[Start of PROVIDED ENTRIES]
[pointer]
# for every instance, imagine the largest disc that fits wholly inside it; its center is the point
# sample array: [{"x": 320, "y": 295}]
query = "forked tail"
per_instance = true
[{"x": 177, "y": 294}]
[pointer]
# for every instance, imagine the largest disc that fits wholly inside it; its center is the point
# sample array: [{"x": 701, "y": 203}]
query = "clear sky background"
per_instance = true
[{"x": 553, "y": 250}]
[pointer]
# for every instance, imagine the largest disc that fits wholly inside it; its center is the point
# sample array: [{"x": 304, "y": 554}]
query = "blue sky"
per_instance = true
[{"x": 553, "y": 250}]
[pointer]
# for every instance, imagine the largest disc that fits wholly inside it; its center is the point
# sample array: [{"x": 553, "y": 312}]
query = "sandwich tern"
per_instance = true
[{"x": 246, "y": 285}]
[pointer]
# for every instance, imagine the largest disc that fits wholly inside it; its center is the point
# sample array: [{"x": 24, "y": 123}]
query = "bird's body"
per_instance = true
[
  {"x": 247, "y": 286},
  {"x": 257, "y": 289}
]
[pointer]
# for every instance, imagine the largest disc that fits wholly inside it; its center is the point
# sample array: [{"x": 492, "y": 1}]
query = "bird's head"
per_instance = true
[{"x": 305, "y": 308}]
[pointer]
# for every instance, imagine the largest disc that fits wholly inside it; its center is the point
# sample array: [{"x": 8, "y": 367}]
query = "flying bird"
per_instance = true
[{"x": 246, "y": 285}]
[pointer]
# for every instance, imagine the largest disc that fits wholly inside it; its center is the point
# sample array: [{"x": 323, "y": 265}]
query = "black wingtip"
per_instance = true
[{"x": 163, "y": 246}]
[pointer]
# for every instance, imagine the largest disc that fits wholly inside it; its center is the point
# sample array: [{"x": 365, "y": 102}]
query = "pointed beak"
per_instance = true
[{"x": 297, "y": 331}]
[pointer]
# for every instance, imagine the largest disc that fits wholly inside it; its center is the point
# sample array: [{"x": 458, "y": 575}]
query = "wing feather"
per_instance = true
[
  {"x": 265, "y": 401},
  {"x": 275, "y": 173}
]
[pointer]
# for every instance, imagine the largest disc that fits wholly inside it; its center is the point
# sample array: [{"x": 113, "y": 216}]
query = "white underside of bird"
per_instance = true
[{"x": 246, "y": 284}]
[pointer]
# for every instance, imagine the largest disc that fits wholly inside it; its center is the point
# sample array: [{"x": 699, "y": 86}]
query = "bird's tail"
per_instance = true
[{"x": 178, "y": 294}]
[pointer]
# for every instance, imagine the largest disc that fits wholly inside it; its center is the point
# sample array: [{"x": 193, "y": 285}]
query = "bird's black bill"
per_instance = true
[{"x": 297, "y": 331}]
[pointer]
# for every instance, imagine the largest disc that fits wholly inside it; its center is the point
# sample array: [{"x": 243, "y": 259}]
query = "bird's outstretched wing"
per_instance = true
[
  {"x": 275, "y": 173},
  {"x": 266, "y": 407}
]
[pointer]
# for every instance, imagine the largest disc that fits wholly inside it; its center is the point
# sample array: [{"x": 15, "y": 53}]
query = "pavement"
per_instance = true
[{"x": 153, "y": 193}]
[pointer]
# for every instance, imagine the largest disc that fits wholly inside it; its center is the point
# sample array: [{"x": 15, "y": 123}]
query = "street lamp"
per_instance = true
[End of PROVIDED ENTRIES]
STATED EXERCISE =
Restate every entry word for word.

RESPONSE TO THIS TASK =
[pointer]
# for every instance, imagine the largest disc that fits wholly inside it; its center is the point
# sample array: [{"x": 320, "y": 295}]
query = "forked tail"
per_instance = true
[{"x": 177, "y": 294}]
[pointer]
# for every instance, imagine the largest disc that fits wholly inside it; its center is the point
# sample array: [{"x": 701, "y": 203}]
query = "clear sky background"
per_instance = true
[{"x": 553, "y": 250}]
[pointer]
# for every instance, imagine the largest disc that fits wholly inside it; its center is the point
# sample array: [{"x": 304, "y": 554}]
query = "blue sky"
per_instance = true
[{"x": 553, "y": 250}]
[pointer]
# for every instance, imagine the largest disc that fits wholly inside it; its center is the point
# sample array: [{"x": 553, "y": 312}]
query = "sandwich tern"
per_instance = true
[{"x": 246, "y": 285}]
[pointer]
# for every instance, imagine the largest disc that fits wholly inside it; its center is the point
# sample array: [{"x": 24, "y": 123}]
query = "bird's body"
per_instance = true
[
  {"x": 247, "y": 286},
  {"x": 257, "y": 289}
]
[pointer]
# for every instance, imagine the largest disc that fits wholly inside it; its center is the point
# sample array: [{"x": 492, "y": 1}]
query = "bird's head"
per_instance = true
[{"x": 305, "y": 308}]
[pointer]
# for every instance, imagine the largest disc that fits wholly inside it; its center is the point
# sample array: [{"x": 8, "y": 367}]
query = "flying bird"
per_instance = true
[{"x": 246, "y": 285}]
[pointer]
# for every instance, imagine the largest disc that fits wholly inside it; its center is the point
# sample array: [{"x": 323, "y": 265}]
query = "black wingtip"
per_instance = true
[{"x": 163, "y": 246}]
[pointer]
# for every instance, imagine the largest disc that fits wholly inside it; its center is the point
# sample array: [{"x": 365, "y": 102}]
query = "pointed beak"
per_instance = true
[{"x": 297, "y": 331}]
[pointer]
# for every instance, imagine the largest disc that fits wholly inside it; its center is the point
# sample array: [{"x": 458, "y": 575}]
query = "wing feather"
per_instance = true
[
  {"x": 265, "y": 401},
  {"x": 275, "y": 173}
]
[pointer]
# for every instance, imagine the largest disc that fits wholly inside it; its center is the point
# sample array: [{"x": 113, "y": 216}]
query = "white underside of bird"
per_instance = true
[{"x": 246, "y": 284}]
[pointer]
# for every instance, imagine the largest disc that fits wholly inside it; its center is the point
# sample array: [{"x": 699, "y": 86}]
query = "bird's tail"
per_instance = true
[{"x": 178, "y": 294}]
[pointer]
# for every instance, imagine the largest disc that fits wholly inside it; its center is the point
# sample array: [{"x": 193, "y": 285}]
query = "bird's black bill"
per_instance = true
[{"x": 297, "y": 331}]
[pointer]
# for every instance, imagine the largest disc that fits wholly inside it; its center is the point
# sample array: [{"x": 243, "y": 259}]
query = "bird's outstretched wing"
per_instance = true
[
  {"x": 275, "y": 173},
  {"x": 266, "y": 407}
]
[pointer]
# for every instance, imagine the largest disc that fits wholly inside it; its center is the point
# sample array: [{"x": 15, "y": 53}]
query = "pavement"
per_instance = true
[{"x": 153, "y": 193}]
[pointer]
# for every instance, imagine the largest disc that fits wholly inside it; its center is the point
# sample array: [{"x": 15, "y": 123}]
query = "street lamp"
per_instance = true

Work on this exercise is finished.